The exercise: List every computer hardware company named in the PC upgrade account that follows.
##### Source passage
I wouldn't worry about it personally, the images the person uploaded you can see there is physical damage at the top of the socket which would have likely pushed the chip slightly off so contact short.

It's not known if that was shipped to them damaged or they did it via user error, id be shocked if it was the exact same issue as last time as this was added to AMDs validation process for boards partners.
 
So my chip arrived at 10:30am this morning.
DPD guy left it on my doorstep with no knock which is surprising, but I got my delivery e-mail and went to retrieve it.

Shut down my PC, whipped the AIO straight off the old CPU while it was still warm and before the TIM had a chance to cool down and solidify.

Straight in with the screwdriver, whipped out the old motherboard and out comes a standoff, annoying.

So I go and find a tool that will remove the standoff, screwdriver on one side, deep hex socket on the other, comes off fine.

I turn around to speak to my missus, the standoff still in the hex socket (I think...), conversation over I go to look for the standoff... Gone... vanished...

I spend the next hour searching the floor, looking through various piles of clutter, can't find the blasted thing anywhere.
I go through my spare screws and fittings looking for something suitable, nothing....
I end up going to a spare Lian Li case I have in the cupboard, remove a standoff from it, and use that.

Panic over.

5800X3D goes in new motherboard.
New motherboard goes in.
Cable everything up.
First boot.

No video output, and some absolutely garbage error codes on the onboard debug display.

Maybe the BIOS is incompatible with such a new CPU.

Grabs a USB stick, uses a laptop to format it to FAT32 and whack the latest BIOS on it, ranaming it to MSI.ROM.

Seems to flash okay, but still nada.

The next two hours are spent checking every cable, reseating everything, trying different combinations of things plugged in and unplugged.

I was contemplating RMAing things, but was it the board, or the RAM, or the CPU?? I couldn't figure it out.

Suddenly with all the USB headers unplugged and only 1 stick of RAM in I get the first good boot to BIOS.
I swap RAM sticks, no boot... okay so it must be 1 bad RAM stick.
I swap back, still no boot... so it must be the motherboard or memory controller on the CPU?

Then it dawns on me. The one variable I haven't tried changing yet is a Samsung 990 Evo PCI-E Gen5 SSD in the first NVME slot. I hadn't thought about it as it was hidden under a metal heatsink.

I tear it out, put a Western Digital PCI-E Gen4 one in the slot. Put the heatsink back on.

And it lived.

All the RAM was good, the CPU was perfect, I could reconnect all the headers and drives and cables.

I even put the troublesome SSD in a different slot and it worked fine.

Panic over. I think I still have some hair left...

(Turns out the garbage error codes are a temperature readout that sits on the EZ Debug screen after a "good" boot, not helpful MSI, and not even mentioned in the manual!?!?! I was wondering why it was bouncing between error codes 40, 41, and 42 which aren't error codes mentioned in the manual... It's CPU Idle temperature!!)
These sort of things seemed to be, for the most part, a thing of the past, until the last few years. I remember about 20 years ago, you'd always have some sort of issue like the above to troubleshoot with new hardware.

I keep seeing a lot of this sort of thing, especially with the AMD stuff, although it hasn't put me off upgrading to the 9800 from an older intel imminently.
##########
##### Data listing
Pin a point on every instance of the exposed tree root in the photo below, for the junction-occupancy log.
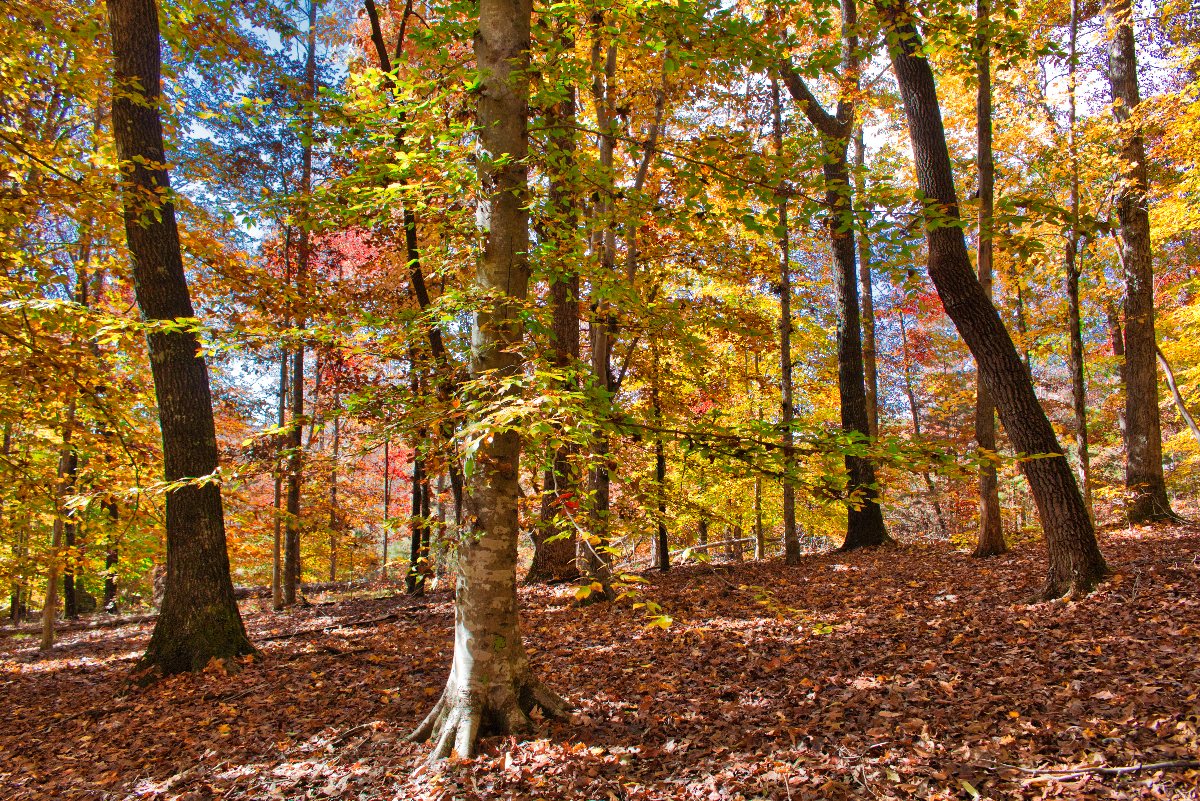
(462, 716)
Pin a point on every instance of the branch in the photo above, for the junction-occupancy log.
(821, 119)
(1175, 392)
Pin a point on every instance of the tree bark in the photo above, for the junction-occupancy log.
(1073, 263)
(1144, 438)
(112, 556)
(555, 540)
(990, 540)
(491, 687)
(661, 547)
(870, 362)
(915, 411)
(293, 570)
(445, 381)
(387, 506)
(277, 538)
(864, 518)
(335, 516)
(787, 403)
(1177, 396)
(198, 620)
(1075, 561)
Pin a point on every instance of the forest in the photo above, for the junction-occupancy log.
(648, 399)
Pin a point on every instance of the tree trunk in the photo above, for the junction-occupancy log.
(661, 547)
(1144, 438)
(1073, 263)
(555, 541)
(990, 540)
(335, 517)
(864, 518)
(870, 363)
(293, 570)
(414, 580)
(387, 506)
(1116, 338)
(604, 323)
(1075, 561)
(65, 480)
(70, 531)
(277, 538)
(198, 620)
(445, 381)
(787, 405)
(491, 687)
(915, 411)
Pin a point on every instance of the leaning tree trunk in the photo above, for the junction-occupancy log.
(199, 619)
(1075, 560)
(1144, 437)
(491, 687)
(990, 541)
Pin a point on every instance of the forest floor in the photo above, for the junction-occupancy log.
(897, 673)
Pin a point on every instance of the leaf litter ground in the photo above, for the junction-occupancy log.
(911, 672)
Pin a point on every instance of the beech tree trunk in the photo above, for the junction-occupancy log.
(1144, 438)
(864, 518)
(990, 541)
(870, 362)
(277, 538)
(553, 538)
(787, 404)
(292, 567)
(198, 620)
(1075, 560)
(491, 687)
(915, 411)
(1073, 262)
(112, 556)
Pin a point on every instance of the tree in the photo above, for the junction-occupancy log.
(292, 567)
(491, 687)
(199, 618)
(1144, 437)
(1075, 560)
(787, 403)
(864, 518)
(991, 535)
(555, 540)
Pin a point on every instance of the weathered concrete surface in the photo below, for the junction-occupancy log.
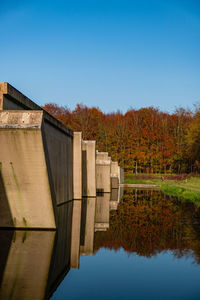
(89, 169)
(12, 99)
(36, 172)
(76, 230)
(77, 165)
(87, 226)
(27, 263)
(103, 169)
(121, 172)
(115, 176)
(102, 212)
(25, 192)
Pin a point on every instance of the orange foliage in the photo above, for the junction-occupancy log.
(142, 141)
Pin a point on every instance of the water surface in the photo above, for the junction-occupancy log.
(145, 246)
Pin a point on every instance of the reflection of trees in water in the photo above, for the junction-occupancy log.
(148, 222)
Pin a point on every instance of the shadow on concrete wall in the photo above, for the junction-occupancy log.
(84, 173)
(83, 221)
(6, 219)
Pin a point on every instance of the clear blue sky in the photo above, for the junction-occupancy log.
(114, 54)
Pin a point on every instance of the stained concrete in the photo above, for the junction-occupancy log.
(115, 176)
(36, 173)
(103, 170)
(89, 169)
(77, 165)
(24, 275)
(76, 231)
(24, 173)
(102, 212)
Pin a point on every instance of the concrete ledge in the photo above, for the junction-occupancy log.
(12, 99)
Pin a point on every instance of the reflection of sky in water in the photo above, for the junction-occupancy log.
(117, 275)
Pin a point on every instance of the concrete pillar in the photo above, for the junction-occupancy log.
(75, 239)
(102, 212)
(121, 172)
(114, 175)
(103, 169)
(25, 191)
(89, 169)
(77, 165)
(87, 226)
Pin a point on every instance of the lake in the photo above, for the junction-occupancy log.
(145, 246)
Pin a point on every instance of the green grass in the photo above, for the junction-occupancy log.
(183, 189)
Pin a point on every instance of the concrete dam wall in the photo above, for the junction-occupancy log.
(44, 165)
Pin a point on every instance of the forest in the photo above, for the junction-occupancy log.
(145, 140)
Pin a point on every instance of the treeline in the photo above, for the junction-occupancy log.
(148, 223)
(146, 140)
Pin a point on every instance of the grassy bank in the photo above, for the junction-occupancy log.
(183, 186)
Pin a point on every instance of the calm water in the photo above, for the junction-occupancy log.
(147, 246)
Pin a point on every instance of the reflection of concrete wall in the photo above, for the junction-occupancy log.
(27, 266)
(77, 165)
(76, 230)
(102, 212)
(89, 168)
(87, 226)
(103, 162)
(60, 262)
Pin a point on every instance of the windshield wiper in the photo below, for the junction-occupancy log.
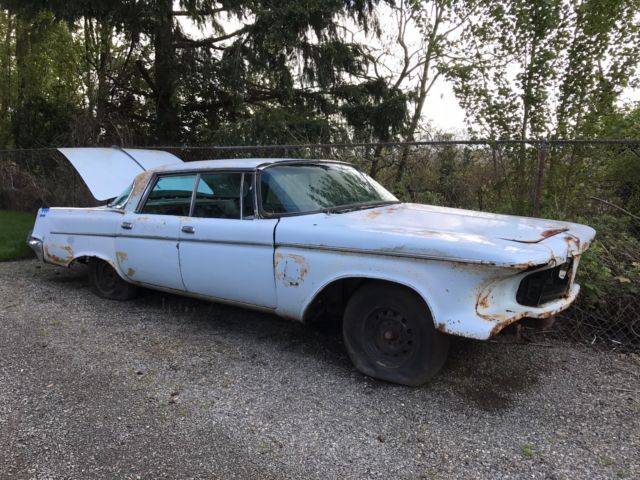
(362, 206)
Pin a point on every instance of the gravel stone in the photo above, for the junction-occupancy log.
(168, 387)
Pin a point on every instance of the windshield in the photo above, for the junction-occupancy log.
(297, 188)
(121, 200)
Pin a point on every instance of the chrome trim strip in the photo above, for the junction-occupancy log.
(384, 253)
(226, 242)
(85, 234)
(172, 239)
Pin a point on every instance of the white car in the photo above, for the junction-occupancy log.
(306, 239)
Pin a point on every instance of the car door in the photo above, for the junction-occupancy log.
(147, 238)
(226, 252)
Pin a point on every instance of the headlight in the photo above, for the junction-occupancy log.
(36, 246)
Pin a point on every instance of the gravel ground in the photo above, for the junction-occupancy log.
(166, 387)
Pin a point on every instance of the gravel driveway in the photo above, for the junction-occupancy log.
(165, 387)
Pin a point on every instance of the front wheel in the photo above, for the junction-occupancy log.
(389, 334)
(106, 283)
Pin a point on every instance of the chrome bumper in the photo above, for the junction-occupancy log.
(36, 246)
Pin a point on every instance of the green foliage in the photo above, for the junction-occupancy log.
(609, 271)
(13, 235)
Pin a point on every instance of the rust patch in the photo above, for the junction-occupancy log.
(550, 232)
(57, 259)
(553, 231)
(483, 300)
(497, 328)
(140, 183)
(373, 214)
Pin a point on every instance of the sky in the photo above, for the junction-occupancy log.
(442, 111)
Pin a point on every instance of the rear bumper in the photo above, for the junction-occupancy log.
(36, 245)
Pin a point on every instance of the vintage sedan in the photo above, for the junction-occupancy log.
(311, 239)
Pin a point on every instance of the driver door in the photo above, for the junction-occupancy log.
(147, 239)
(226, 252)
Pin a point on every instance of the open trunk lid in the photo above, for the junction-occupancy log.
(108, 171)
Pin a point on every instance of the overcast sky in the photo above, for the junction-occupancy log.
(441, 112)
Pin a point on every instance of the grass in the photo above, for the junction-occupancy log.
(14, 227)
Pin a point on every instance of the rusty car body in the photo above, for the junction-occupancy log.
(404, 276)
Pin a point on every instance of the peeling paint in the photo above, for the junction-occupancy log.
(290, 268)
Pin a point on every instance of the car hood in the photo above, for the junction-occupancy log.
(440, 233)
(108, 171)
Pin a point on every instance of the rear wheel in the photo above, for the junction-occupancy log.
(389, 334)
(106, 283)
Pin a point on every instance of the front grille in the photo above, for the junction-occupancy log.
(541, 287)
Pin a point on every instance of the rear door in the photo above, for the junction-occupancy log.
(226, 252)
(147, 239)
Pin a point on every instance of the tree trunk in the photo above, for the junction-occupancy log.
(165, 68)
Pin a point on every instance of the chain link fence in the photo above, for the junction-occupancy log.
(589, 181)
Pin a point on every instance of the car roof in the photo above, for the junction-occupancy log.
(234, 163)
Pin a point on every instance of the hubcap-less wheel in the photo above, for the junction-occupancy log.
(394, 338)
(389, 334)
(106, 282)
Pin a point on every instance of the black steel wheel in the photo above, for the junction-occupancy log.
(389, 334)
(106, 283)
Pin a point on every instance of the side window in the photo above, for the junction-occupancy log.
(248, 207)
(218, 196)
(171, 195)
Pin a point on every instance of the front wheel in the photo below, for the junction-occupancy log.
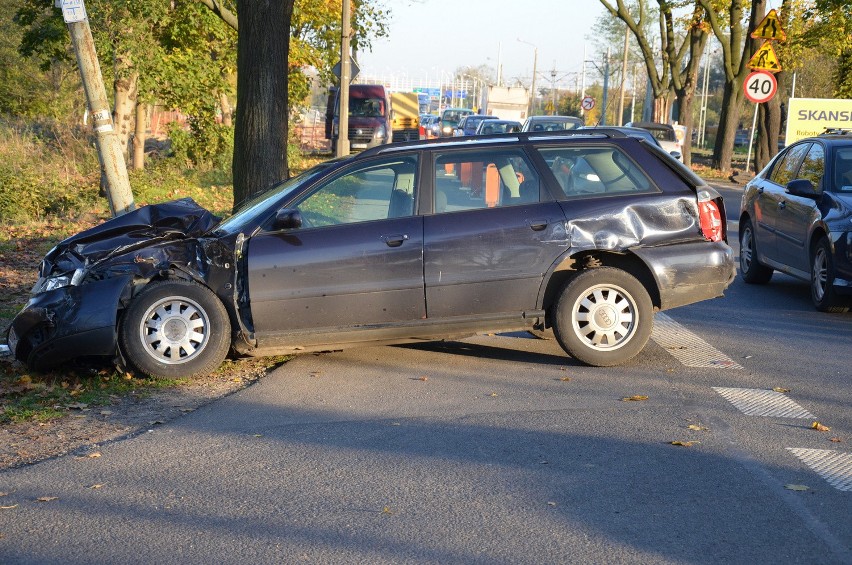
(603, 317)
(822, 279)
(752, 270)
(175, 329)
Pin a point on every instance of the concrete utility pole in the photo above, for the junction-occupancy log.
(109, 150)
(345, 78)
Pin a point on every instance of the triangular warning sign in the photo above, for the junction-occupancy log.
(769, 28)
(765, 59)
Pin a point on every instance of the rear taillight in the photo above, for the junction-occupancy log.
(710, 217)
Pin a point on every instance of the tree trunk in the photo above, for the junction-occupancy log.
(126, 91)
(729, 116)
(227, 111)
(736, 53)
(139, 137)
(260, 132)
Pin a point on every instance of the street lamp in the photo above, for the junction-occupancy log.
(535, 69)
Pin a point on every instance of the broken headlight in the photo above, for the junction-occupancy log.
(46, 284)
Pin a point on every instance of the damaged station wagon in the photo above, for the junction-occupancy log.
(587, 233)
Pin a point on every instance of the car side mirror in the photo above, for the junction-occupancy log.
(287, 219)
(803, 188)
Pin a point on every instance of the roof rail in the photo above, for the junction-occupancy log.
(837, 131)
(506, 137)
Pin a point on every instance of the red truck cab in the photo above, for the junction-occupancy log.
(369, 116)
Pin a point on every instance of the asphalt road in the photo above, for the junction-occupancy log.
(495, 449)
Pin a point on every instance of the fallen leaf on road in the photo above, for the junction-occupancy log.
(820, 428)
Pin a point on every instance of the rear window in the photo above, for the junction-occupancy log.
(595, 171)
(843, 169)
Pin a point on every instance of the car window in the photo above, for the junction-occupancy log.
(468, 180)
(581, 171)
(787, 166)
(813, 166)
(843, 169)
(374, 191)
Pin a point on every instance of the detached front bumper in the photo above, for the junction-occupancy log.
(68, 322)
(689, 272)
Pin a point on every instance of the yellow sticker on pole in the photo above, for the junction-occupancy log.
(769, 28)
(765, 59)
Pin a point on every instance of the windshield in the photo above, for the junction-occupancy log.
(366, 107)
(262, 204)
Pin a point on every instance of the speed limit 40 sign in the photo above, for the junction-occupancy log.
(760, 86)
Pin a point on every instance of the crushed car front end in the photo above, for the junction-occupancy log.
(86, 280)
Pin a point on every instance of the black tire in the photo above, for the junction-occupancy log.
(822, 279)
(752, 270)
(175, 329)
(603, 317)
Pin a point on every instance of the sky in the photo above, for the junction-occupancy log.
(429, 39)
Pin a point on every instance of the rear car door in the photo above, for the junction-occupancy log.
(771, 193)
(356, 260)
(796, 214)
(494, 233)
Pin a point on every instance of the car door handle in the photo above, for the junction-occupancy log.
(395, 240)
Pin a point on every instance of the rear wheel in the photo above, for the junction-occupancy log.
(752, 270)
(822, 279)
(603, 317)
(175, 329)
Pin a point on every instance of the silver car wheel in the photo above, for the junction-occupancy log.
(604, 317)
(174, 330)
(819, 273)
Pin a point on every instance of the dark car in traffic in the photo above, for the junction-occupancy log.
(796, 218)
(587, 233)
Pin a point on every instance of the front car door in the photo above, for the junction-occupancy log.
(356, 260)
(494, 233)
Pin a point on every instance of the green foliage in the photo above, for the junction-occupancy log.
(206, 145)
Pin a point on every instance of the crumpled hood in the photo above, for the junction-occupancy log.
(178, 219)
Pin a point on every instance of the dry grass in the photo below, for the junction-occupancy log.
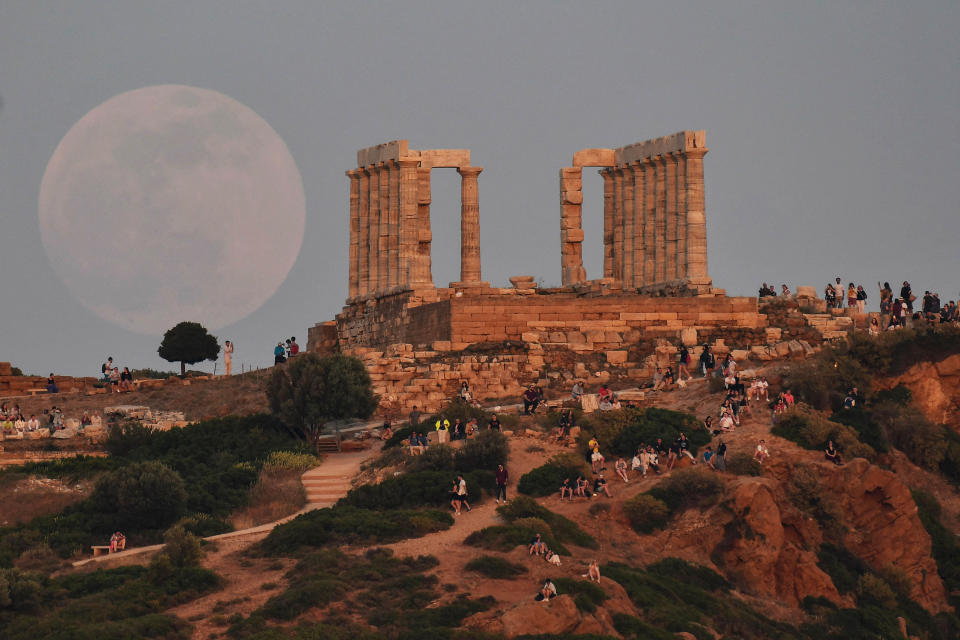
##########
Result of this exercise: AMD, Lian Li, MSI, Samsung, Western Digital, Intel